___ Material supplied ___

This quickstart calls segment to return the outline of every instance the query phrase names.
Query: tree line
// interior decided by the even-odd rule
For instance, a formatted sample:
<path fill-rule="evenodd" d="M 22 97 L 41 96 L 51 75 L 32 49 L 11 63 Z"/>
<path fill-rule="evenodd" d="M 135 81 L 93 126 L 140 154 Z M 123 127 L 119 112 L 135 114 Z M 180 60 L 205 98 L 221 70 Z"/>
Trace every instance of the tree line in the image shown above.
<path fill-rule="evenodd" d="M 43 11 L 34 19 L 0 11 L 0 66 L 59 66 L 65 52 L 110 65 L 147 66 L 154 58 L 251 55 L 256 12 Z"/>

___

- [What is required]:
Can you render every line of the records above as a Markdown table with the columns "Row" and "Record line", numbering each row and omitting blank lines?

- [Output below]:
| Row | Record line |
|---|---|
| 1 | This quickstart calls segment to return the outline of every instance the query phrase names. |
| 2 | Query: tree line |
| 3 | // interior decided by the even-odd rule |
| 4 | For instance, a formatted sample: |
| 5 | <path fill-rule="evenodd" d="M 22 97 L 41 96 L 51 75 L 32 49 L 11 63 Z"/> |
| 6 | <path fill-rule="evenodd" d="M 135 81 L 93 126 L 140 154 Z M 123 127 L 119 112 L 135 114 Z M 180 60 L 205 98 L 221 70 Z"/> |
| 7 | Trace every instance of the tree line in the image shown above. |
| 8 | <path fill-rule="evenodd" d="M 43 11 L 34 19 L 0 11 L 0 66 L 59 66 L 65 52 L 110 65 L 147 66 L 154 58 L 251 55 L 256 12 Z"/> |